__EXERCISE__.
Reproduce the data below verbatim, everything from the line containing "In this exercise you will find the wooden formwork" down to the line containing "[(592, 337), (260, 229), (116, 298)]", with both of those lines included.

__DATA ENTRIES__.

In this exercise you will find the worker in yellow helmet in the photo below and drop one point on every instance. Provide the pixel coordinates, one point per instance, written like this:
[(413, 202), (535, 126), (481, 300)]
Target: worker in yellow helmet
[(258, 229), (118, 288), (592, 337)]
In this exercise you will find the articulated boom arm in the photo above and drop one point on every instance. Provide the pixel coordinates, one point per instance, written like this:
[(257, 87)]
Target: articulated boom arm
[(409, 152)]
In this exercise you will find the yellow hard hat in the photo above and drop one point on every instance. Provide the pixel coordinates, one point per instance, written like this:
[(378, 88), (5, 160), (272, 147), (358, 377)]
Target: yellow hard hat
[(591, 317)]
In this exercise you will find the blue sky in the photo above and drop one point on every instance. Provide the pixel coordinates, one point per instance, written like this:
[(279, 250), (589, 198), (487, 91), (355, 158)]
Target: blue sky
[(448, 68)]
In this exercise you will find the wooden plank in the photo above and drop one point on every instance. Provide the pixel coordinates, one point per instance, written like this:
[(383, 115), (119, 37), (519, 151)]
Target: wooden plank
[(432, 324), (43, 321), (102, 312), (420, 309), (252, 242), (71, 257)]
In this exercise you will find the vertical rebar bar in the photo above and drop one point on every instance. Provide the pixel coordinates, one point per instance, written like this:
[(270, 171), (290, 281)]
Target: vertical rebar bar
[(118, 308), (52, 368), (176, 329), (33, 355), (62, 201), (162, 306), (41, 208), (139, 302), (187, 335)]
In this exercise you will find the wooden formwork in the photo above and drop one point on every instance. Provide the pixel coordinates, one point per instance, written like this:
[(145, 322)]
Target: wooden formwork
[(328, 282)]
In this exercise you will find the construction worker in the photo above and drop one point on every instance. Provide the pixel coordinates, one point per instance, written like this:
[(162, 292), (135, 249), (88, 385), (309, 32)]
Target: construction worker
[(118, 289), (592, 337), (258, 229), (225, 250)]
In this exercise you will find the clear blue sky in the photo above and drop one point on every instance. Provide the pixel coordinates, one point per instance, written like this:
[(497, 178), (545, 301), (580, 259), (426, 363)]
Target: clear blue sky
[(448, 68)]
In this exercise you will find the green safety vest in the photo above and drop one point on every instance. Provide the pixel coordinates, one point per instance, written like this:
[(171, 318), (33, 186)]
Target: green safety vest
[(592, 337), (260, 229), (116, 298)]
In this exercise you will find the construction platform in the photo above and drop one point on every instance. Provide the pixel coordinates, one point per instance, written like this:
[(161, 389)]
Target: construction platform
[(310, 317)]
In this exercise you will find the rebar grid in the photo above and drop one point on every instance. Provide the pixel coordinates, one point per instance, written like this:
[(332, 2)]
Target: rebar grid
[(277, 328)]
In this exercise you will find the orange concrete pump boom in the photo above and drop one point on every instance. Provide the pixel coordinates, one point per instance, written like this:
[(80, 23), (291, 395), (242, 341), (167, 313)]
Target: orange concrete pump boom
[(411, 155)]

__TASK RESULT__.
In this exercise you will find the wooden formwork in the photo above and drop one point on every instance. Provide the pixel coordinates, one point per instance, written like this:
[(145, 322)]
Target: wooden formwork
[(328, 282)]
In this exercise you will find the construction worker in the photo above and drop one point on every instance. Provide the pixel coordinates, one point per instance, written like this:
[(162, 292), (135, 249), (88, 385), (309, 32)]
Target: construction worker
[(118, 289), (592, 337), (258, 229), (225, 250)]
In this exercise you will find the clear blue sky in the photo above and drop one point on every instance. Provide the pixel coordinates, one point per instance, written like this:
[(497, 178), (545, 301), (580, 259), (426, 363)]
Target: clear blue sky
[(448, 68)]
In this exercise you will find the green safety vest in the photo above and drop one point on every instance. Provide the pixel coordinates, one point per instance, written like this:
[(171, 318), (33, 186)]
Target: green safety vest
[(592, 337), (260, 229), (116, 298)]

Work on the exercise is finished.